The request: Gather and copy, in full, each line of the records below that contains the string "boat". The match is case-sensitive.

Source material:
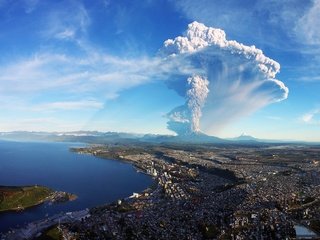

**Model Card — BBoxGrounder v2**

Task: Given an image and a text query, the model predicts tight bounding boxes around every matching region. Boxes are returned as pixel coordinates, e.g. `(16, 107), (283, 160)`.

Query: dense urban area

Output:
(0, 144), (320, 240)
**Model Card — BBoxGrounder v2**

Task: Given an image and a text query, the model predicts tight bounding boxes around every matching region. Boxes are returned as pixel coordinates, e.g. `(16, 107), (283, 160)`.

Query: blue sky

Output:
(0, 0), (320, 141)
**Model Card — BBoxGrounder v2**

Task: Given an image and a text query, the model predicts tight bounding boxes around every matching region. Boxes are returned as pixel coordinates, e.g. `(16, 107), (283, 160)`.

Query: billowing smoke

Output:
(160, 22), (289, 134)
(187, 75), (209, 132)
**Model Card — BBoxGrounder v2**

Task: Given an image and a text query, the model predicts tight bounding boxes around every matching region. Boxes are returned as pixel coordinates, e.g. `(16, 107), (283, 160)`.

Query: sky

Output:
(0, 0), (320, 141)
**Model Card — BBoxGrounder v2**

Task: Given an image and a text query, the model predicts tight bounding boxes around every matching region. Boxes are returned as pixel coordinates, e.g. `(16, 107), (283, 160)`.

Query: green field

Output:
(0, 186), (52, 212)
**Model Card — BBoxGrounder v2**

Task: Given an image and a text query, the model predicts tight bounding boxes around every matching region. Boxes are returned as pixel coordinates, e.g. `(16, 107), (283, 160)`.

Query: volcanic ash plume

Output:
(187, 75), (209, 132)
(160, 22), (289, 135)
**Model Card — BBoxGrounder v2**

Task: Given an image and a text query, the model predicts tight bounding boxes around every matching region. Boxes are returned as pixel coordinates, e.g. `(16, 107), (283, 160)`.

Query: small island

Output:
(0, 185), (77, 213)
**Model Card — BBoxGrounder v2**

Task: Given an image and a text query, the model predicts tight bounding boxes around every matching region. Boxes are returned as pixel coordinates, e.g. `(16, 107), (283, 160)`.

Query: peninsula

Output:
(0, 185), (77, 213)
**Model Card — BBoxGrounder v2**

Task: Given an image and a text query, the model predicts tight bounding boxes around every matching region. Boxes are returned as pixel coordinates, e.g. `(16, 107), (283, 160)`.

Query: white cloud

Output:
(43, 2), (91, 41)
(161, 22), (289, 134)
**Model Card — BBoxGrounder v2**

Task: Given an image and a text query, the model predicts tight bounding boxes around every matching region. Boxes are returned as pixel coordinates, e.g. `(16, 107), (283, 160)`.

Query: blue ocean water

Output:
(0, 141), (153, 232)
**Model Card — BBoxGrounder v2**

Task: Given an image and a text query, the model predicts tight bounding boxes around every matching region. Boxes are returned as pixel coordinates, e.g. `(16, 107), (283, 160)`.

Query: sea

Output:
(0, 141), (153, 233)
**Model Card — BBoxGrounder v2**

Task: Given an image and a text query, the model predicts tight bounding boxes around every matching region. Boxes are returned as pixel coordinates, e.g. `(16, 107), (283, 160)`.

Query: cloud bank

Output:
(160, 22), (289, 135)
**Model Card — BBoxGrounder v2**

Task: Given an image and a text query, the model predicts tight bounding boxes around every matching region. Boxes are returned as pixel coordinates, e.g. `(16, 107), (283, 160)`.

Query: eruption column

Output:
(186, 75), (209, 132)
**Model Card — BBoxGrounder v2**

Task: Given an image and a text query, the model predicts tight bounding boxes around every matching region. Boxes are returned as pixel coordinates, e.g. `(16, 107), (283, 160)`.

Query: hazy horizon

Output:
(0, 0), (320, 142)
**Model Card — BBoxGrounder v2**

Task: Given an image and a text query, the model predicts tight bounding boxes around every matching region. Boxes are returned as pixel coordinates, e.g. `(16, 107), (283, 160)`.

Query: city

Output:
(5, 144), (320, 239)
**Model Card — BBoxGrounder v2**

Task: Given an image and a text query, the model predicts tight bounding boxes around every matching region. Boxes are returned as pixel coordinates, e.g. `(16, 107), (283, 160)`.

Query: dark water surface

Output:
(0, 141), (153, 232)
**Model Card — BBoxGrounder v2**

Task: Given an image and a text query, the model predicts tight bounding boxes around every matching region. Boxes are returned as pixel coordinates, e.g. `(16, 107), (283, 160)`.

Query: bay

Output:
(0, 141), (153, 232)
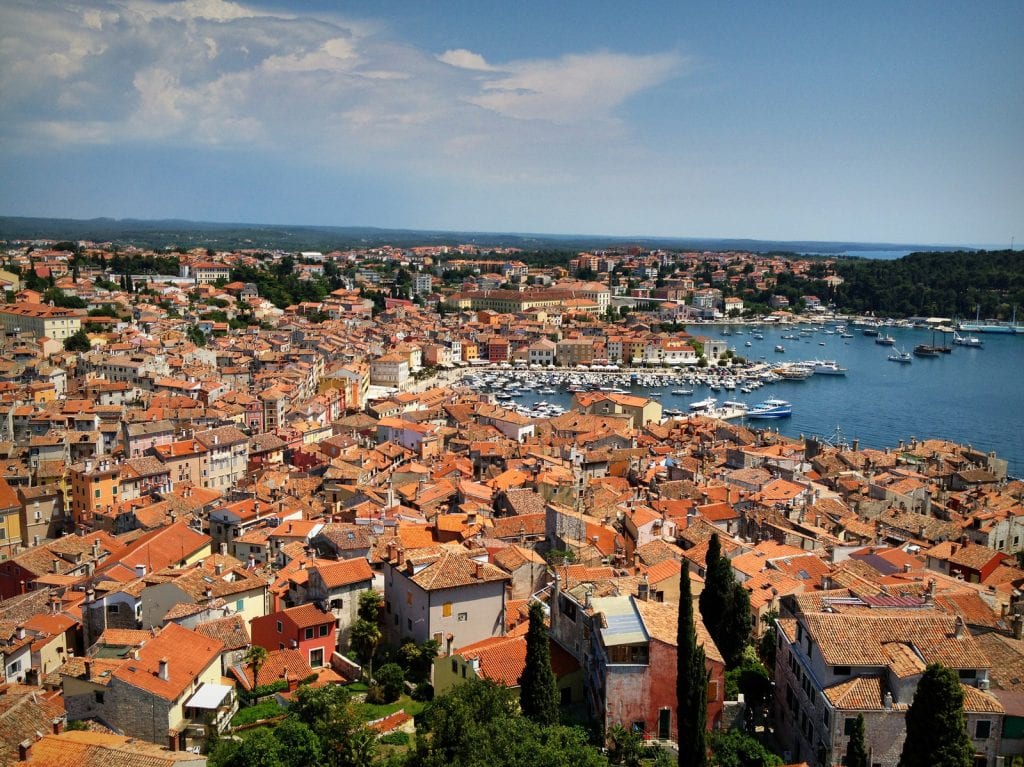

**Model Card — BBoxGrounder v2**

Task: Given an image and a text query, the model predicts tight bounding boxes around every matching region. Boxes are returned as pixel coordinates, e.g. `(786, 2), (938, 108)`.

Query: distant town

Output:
(0, 240), (1024, 767)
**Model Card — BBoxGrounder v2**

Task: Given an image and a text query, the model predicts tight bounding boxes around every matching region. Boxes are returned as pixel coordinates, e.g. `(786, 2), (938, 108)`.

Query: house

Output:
(306, 558), (374, 647)
(585, 595), (725, 740)
(250, 604), (337, 669)
(383, 546), (511, 655)
(775, 606), (1004, 767)
(433, 634), (583, 706)
(83, 624), (238, 750)
(19, 728), (206, 767)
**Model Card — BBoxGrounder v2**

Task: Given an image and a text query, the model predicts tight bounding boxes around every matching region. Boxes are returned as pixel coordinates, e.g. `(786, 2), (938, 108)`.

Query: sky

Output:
(0, 0), (1024, 247)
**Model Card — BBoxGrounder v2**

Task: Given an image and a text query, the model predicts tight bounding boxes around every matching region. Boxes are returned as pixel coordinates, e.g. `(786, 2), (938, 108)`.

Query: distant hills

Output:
(0, 216), (963, 255)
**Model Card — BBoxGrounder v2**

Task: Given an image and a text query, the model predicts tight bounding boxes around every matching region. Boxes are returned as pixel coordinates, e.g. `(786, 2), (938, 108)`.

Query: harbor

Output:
(440, 322), (1024, 476)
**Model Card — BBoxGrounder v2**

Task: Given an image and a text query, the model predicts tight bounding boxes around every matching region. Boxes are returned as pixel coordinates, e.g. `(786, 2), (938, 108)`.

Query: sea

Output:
(524, 324), (1024, 477)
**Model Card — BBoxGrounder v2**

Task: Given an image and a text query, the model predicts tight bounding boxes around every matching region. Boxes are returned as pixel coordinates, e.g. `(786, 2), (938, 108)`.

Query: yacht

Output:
(889, 349), (913, 365)
(953, 331), (985, 349)
(690, 397), (718, 412)
(813, 359), (847, 376)
(746, 399), (793, 419)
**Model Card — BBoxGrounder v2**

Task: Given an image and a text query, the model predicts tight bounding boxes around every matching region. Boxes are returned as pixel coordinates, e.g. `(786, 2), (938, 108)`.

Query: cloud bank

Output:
(0, 0), (687, 183)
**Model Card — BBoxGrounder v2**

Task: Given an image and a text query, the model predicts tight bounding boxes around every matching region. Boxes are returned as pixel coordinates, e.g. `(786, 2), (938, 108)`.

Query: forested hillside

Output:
(822, 250), (1024, 319)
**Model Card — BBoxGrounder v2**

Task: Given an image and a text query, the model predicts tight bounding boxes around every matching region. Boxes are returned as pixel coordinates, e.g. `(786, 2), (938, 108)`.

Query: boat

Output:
(889, 349), (913, 365)
(812, 359), (847, 376)
(746, 399), (793, 419)
(689, 397), (718, 412)
(953, 331), (985, 349)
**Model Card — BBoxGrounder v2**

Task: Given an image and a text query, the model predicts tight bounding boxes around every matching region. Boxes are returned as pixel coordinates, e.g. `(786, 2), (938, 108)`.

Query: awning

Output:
(185, 684), (231, 711)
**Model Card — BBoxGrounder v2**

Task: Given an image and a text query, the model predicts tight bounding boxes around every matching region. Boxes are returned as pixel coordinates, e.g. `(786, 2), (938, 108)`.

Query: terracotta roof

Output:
(114, 624), (224, 700)
(410, 552), (510, 591)
(309, 557), (374, 589)
(803, 612), (988, 669)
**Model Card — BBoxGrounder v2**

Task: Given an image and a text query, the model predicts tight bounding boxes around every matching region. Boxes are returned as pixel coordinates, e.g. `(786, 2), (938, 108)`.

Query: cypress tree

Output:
(699, 532), (732, 648)
(899, 664), (974, 767)
(843, 714), (867, 767)
(676, 560), (708, 767)
(519, 602), (558, 725)
(715, 581), (751, 669)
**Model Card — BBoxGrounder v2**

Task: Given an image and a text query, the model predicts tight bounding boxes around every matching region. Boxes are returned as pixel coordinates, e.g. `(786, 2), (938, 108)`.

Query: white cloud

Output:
(437, 48), (495, 72)
(0, 0), (685, 183)
(472, 52), (682, 122)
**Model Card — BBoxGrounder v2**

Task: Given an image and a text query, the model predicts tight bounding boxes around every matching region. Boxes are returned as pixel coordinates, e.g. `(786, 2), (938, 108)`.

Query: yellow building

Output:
(68, 460), (121, 525)
(0, 477), (22, 557)
(0, 303), (82, 341)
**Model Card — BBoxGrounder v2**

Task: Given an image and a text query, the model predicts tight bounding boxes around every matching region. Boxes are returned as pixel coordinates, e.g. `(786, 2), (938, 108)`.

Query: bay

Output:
(528, 326), (1024, 477)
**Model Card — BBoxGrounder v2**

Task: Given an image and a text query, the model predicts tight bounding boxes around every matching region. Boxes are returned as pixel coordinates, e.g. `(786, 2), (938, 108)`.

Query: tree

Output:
(843, 714), (867, 767)
(899, 664), (974, 767)
(519, 602), (558, 725)
(700, 532), (751, 669)
(676, 561), (708, 767)
(711, 730), (782, 767)
(368, 664), (406, 704)
(245, 644), (266, 687)
(65, 330), (92, 351)
(273, 717), (324, 767)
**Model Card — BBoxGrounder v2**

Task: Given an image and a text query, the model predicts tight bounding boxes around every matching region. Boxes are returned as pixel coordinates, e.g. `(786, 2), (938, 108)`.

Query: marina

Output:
(444, 322), (1024, 476)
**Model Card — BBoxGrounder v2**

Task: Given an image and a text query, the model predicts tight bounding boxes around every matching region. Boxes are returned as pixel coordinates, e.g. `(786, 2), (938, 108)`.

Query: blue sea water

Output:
(546, 326), (1024, 477)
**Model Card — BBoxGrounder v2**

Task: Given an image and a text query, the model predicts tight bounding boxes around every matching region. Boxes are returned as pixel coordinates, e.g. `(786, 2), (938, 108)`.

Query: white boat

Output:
(953, 331), (985, 349)
(812, 359), (847, 376)
(889, 349), (913, 365)
(689, 397), (718, 411)
(746, 399), (793, 419)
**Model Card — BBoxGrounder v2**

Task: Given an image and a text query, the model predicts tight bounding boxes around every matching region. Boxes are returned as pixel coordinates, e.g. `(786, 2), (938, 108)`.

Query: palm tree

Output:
(245, 644), (266, 688)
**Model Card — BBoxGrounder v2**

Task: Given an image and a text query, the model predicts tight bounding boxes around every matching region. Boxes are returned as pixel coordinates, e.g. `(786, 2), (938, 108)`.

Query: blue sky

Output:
(0, 0), (1024, 245)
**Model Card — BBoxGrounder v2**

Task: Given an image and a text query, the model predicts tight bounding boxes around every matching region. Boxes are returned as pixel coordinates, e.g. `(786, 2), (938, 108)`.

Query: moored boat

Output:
(746, 399), (793, 419)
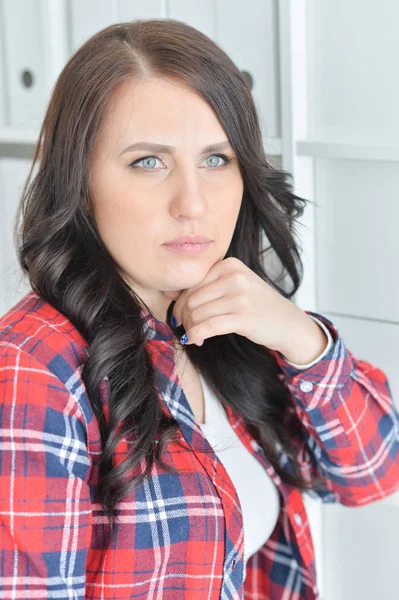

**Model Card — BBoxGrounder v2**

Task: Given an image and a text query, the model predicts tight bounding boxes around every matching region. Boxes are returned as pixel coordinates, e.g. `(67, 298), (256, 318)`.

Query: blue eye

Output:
(129, 154), (232, 171)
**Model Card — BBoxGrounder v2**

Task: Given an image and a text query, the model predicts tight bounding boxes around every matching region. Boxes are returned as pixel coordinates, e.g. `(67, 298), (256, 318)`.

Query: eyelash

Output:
(129, 154), (232, 172)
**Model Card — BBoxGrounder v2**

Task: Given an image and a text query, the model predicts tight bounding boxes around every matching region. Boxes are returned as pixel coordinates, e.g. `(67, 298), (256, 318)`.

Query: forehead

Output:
(95, 77), (226, 148)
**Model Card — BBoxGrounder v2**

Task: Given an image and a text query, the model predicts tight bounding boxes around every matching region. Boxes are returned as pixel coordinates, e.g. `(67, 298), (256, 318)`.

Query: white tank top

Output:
(199, 374), (280, 579)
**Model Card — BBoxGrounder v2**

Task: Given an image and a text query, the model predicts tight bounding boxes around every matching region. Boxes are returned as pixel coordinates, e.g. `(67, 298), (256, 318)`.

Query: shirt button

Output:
(299, 381), (313, 392)
(294, 513), (302, 525)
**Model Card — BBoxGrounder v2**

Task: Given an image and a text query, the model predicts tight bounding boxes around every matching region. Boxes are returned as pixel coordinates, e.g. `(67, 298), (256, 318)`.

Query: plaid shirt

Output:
(0, 291), (399, 600)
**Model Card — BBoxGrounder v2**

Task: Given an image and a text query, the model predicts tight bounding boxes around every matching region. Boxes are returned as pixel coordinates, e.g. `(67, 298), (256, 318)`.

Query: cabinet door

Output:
(1, 0), (49, 129)
(68, 0), (166, 54)
(0, 158), (31, 315)
(315, 159), (399, 323)
(215, 0), (280, 137)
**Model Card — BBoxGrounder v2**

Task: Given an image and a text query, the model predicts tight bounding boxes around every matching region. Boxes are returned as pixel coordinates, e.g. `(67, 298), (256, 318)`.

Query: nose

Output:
(170, 172), (208, 219)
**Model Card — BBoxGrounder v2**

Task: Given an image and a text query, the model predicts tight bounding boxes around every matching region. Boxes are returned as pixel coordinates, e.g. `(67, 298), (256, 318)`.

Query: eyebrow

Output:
(119, 140), (231, 156)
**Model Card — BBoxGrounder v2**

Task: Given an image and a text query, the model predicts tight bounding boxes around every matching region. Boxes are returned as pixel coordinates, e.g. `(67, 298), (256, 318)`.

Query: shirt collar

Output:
(140, 308), (175, 342)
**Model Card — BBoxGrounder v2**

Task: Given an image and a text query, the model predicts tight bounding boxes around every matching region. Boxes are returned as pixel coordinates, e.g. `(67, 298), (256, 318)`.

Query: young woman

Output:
(0, 20), (399, 600)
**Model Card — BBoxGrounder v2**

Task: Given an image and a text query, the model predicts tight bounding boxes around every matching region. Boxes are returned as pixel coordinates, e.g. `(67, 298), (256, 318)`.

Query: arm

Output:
(0, 344), (91, 600)
(274, 312), (399, 506)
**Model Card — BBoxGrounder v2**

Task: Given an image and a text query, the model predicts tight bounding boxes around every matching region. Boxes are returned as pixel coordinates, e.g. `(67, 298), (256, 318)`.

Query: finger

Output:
(185, 295), (248, 332)
(160, 290), (183, 300)
(173, 257), (242, 325)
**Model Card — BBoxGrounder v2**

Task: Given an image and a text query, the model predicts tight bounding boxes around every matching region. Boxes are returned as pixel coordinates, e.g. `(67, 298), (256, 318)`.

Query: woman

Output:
(0, 20), (399, 600)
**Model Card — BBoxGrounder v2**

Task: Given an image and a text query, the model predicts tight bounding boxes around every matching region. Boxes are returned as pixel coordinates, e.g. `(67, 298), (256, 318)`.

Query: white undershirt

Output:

Task result:
Query: boat
Query: white boat
Query: moored boat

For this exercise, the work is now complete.